> [Esercizio A]
Spiega perché, secondo il testo scelto, Fr. Carlo si fa amico e fratello di tutti quelli che incontra.
> [Esercizio B]
In quale data Fr. Carlo giunge al sacrificio della vita, secondo il testo scelto?
> [Esercizio C]
Riporta fedelmente il passo del testo scelto che comincia con "È straordinario il" e prosegue fino a "di fare altrettanto.".

> [Testo scelto]
════

Nell’adorazione la presenza di Dio si fa reale, e in quel momento di intima preghiera egli porta alla presenza di Dio quanti incontrava ogni giorno e le tante persone con le quali mantiene relazioni epistolari. Egli non solo lavora per assomigliare a Gesù e guadagnarsi il pane, ma apre la sua abitazione per accogliere le persone che, sempre più numerose, si presentano sulla soglia della sua casa, a partire dai Tuareg, tutti rigorosamente musulmani, ai militari francesi presenti nella colonia fino ai turisti che già allora viaggiavano nel deserto. A tutti offre una parola e, se richiesto, un aiuto.

È straordinario il numero di lettere che egli ha scritto in quei pochi anni dal suo eremo, tutte intrise della sua fede. A tutti, infatti, offre la presenza di Dio che ha scoperto nella preghiera e nella meditazione del Vangelo: un Dio buono, che non giudica e non condanna, che non vuol conquistare nessuno alla fede, che spinge alla promozione e al bene dell’altro, un Dio che si fa fratello e ci chiede di fare altrettanto.

«È impossibile amare Dio, voler amare Dio senza amare, voler amare gli uomini: più si ama Dio, più si amano gli uomini. L’amore di Dio, l’amore degli uomini è tutta la mia vita, sarà tutta la mia vita, lo spero», scrive al suo amico Henry Duveyrier, il 24 aprile 1890.

Fr. Carlo si impegna con rigore e dedizione nell’aiuto materiale e spirituale di quanti incontra: accoglie, ascolta, dialoga, offre cibo e medicine… si fa amico e fratello di tutti, perché vuole farsi fratello di tutti, a imitazione del suo (e nostro) Signore e Fratello, Gesù di Nazareth… fino al giorno in cui, per la sua fedeltà a rimanere in mezzo ai fratelli musulmani, giunge al dono di sé nel sacrificio della vita, il 1° dicembre 1916.

════

> [Voci fornite]
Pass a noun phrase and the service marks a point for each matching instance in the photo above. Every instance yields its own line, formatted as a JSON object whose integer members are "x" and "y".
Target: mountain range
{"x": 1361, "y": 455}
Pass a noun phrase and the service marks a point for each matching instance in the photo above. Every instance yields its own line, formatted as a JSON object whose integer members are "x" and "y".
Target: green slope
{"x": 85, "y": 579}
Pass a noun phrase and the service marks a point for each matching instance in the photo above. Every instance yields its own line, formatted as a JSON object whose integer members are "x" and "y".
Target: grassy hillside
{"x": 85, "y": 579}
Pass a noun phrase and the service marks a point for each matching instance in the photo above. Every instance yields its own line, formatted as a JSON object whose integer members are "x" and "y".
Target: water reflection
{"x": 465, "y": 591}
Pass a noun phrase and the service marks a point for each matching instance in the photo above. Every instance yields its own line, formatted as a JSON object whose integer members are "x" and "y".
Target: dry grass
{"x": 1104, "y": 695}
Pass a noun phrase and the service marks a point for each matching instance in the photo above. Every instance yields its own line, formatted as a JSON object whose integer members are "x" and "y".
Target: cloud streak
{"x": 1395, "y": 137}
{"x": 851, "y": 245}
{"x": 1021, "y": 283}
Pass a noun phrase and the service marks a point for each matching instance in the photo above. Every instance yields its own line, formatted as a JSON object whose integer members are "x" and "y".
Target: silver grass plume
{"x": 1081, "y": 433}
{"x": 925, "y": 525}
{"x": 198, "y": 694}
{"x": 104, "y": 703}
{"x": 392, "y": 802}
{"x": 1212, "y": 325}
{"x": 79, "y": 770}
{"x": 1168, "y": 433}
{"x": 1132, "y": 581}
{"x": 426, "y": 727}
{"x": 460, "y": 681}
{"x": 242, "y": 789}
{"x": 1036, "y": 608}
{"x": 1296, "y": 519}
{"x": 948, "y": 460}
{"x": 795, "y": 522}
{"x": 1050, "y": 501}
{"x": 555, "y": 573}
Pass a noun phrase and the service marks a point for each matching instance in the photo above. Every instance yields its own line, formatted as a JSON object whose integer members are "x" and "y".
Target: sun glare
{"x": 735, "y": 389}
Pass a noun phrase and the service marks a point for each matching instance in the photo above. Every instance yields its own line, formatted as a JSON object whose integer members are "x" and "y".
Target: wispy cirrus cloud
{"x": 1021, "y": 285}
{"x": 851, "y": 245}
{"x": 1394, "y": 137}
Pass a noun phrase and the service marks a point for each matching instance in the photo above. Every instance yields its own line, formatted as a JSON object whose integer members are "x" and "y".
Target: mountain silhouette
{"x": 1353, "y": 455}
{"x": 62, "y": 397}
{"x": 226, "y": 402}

════

> [Risposta A]
Fr. Carlo si fa amico e fratello di tutti perché vuole farsi fratello di tutti. Lo fa a imitazione del suo Signore e Fratello, Gesù di Nazareth.

> [Risposta B]
Il 1° dicembre 1916.

> [Risposta C]
È straordinario il numero di lettere che egli ha scritto in quei pochi anni dal suo eremo, tutte intrise della sua fede. A tutti, infatti, offre la presenza di Dio che ha scoperto nella preghiera e nella meditazione del Vangelo: un Dio buono, che non giudica e non condanna, che non vuol conquistare nessuno alla fede, che spinge alla promozione e al bene dell’altro, un Dio che si fa fratello e ci chiede di fare altrettanto.